# Sibiki Rigs in Hilton Head



## JPDownie2000 (Jan 6, 2014)

Hey All,

Does anyone down in the Hilton Head area use sibiki rigs with fish bites to catch bait? Here in Jersey I use them all the time in the summer to catch spots, kings, etc for bait.
Just curious. I was there two years ago and had luck running into the surf when i saw some mullet jumping and netted them in water up to my chest, but that was kind of a pain in the butt.

Thanks


----------



## RjTheMetalhead (Dec 3, 2011)

No dont recall of anyone in SC catching a king on a sabiki. 


Yall yankees still calling whiting kingfish? But yeah Ive done that before while fishing for king mackerel on piers.

We actually use souped up sabikis in MB, SC to catch Spanish and blues called a straw rig from piers. 

Mullet are filterfeeders and hard to get on any hook when in saltwater. You were down before during the annual fall mullet run probably and the rest of the year you have to hunt mullet in the backwaters. Mullet can play hard to get but flounder, reds, trout, blues, spanish and sharks all love them.


----------



## SmoothLures (Feb 13, 2008)

Depending on what you want for bait, sure. You can catch everything from bluefish to anchovies on sabiki rigs, but live mullet, probably not. You can catch menhaden and grass shad if they're around, and if you tip them with fishbites or shrimp and toss them out on the bottom you're likely to catch pinfish, spot, whiting, croaker, ect ect ect.


----------



## JPDownie2000 (Jan 6, 2014)

cool...good stuff ill make sure to bring those rigs then. Ill be down there week of 19-26 in April. Looking forward to it.
thanks guys


----------



## JPDownie2000 (Jan 6, 2014)

**Jobs:**
**1)** Decide whether each statement agrees with the forum thread on sabiki rigs in Hilton Head. For each one, answer yes or no and quote the words from the thread that settle it.
(a) On an earlier trip, the first poster netted mullet while standing in water up to his chest.
(b) RjTheMetalhead says that straw rigs are used from piers in MB, SC to catch Spanish and blues.
(c) SmoothLures says that live mullet are easy to catch on sabiki rigs.
**2)** Extend the forum thread on sabiki rigs in Hilton Head, starting from the point where it stops.
The lines further on come from a separate source.

**Records:**

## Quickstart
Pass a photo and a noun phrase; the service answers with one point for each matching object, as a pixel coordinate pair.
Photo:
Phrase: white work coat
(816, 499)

==

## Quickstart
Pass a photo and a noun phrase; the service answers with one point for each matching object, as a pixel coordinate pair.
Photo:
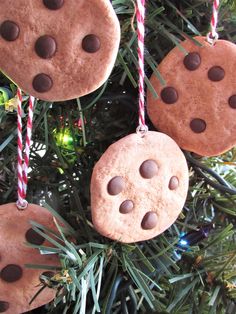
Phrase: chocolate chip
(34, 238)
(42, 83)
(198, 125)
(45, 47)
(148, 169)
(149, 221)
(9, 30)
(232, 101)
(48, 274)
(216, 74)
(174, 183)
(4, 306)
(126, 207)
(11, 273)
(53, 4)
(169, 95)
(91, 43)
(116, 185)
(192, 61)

**Results for the exercise:**
**1)**
(a) Yes: "had luck running into the surf when i saw some mullet jumping and netted them in water up to my chest"
(b) Yes: "We actually use souped up sabikis in MB, SC to catch Spanish and blues called a straw rig from piers."
(c) No: "but live mullet, probably not"

**2)**
Anyone have any suggestions on good places to net mullet? Looking at google earth i have some ideas, but i dont want to be tresspassing either.


----------



## SmoothLures (Feb 13, 2008)

Depends on the time of year. I usually see some at the Veteran's Pier in MI, and if they're running in the surf you can't help but catch some. There's also the various swashes in MB.


----------



## aardvarkgraphix (Sep 30, 2005)

Hog Inlet if you are up in Cherry Grove, Arrowhead rd. If you are in the Restaurant Row area(Bass Pro Shop). Water is just starting to heat up, best bet may be some good ole mud minnows that time of year.


----------



## flathead (Dec 18, 2003)

JP, I used to own a condo at the end of Beach City Road. Entrance and parking was private. Never saw anyone other than property owners on that beach or near that creek, either side, as the other side of the creek was also private property. Don't know about now tho. Sure wished I had never sold that place. Getting our own seafood platters around that creek was a sheer joy. Fishing was excellent and catching a cobia or tarpon as well as hammerheads and black tips from behind the shrimp boats was very possible. I could wade almost a 1/4 mile from the walkway and with a long cast using drum tackle, could reach right behind the shrimp boats.


----------



## JPDownie2000 (Jan 6, 2014)

flathead...
yea! thats one of the places i really wanted to get to. Using google earth street view though, showed no parking signs all over beach city rd and a gate at the end. Prime spot though!

the mullet i netted were huge compared to jersey standards.. Like i said though, i was just relaxing on the beach scanning for any activity in the water...saw a few jumps and ran out with the net and was able to net a few. That was in early June 2 years ago.

Figured I'd try any bridges with lights at night to try and net bait


----------



## HOUSE (Jan 17, 2011)

Dude, that's a sweet area to fish. I talked to some kids that would kayak large stingrays out to where Fish Haul Creek(?) dumps way out on that flat into the Atlantic and they told me some stories of monster sharks being caught there. Did you ever see any big ones in your days there?


----------



## JPDownie2000 (Jan 6, 2014)

welppp...we will be down in palmetto dunes right on the lagoon on may 24-31st. think were renting a canoe for the week so Im pretty happy about that.
As for fishing the lagoon, I'm pretty much settled on jiggin some soft plastics, gulp etc. 

Will also bring my casting net of course along with sibiki rigs to catch bait to use in the surf.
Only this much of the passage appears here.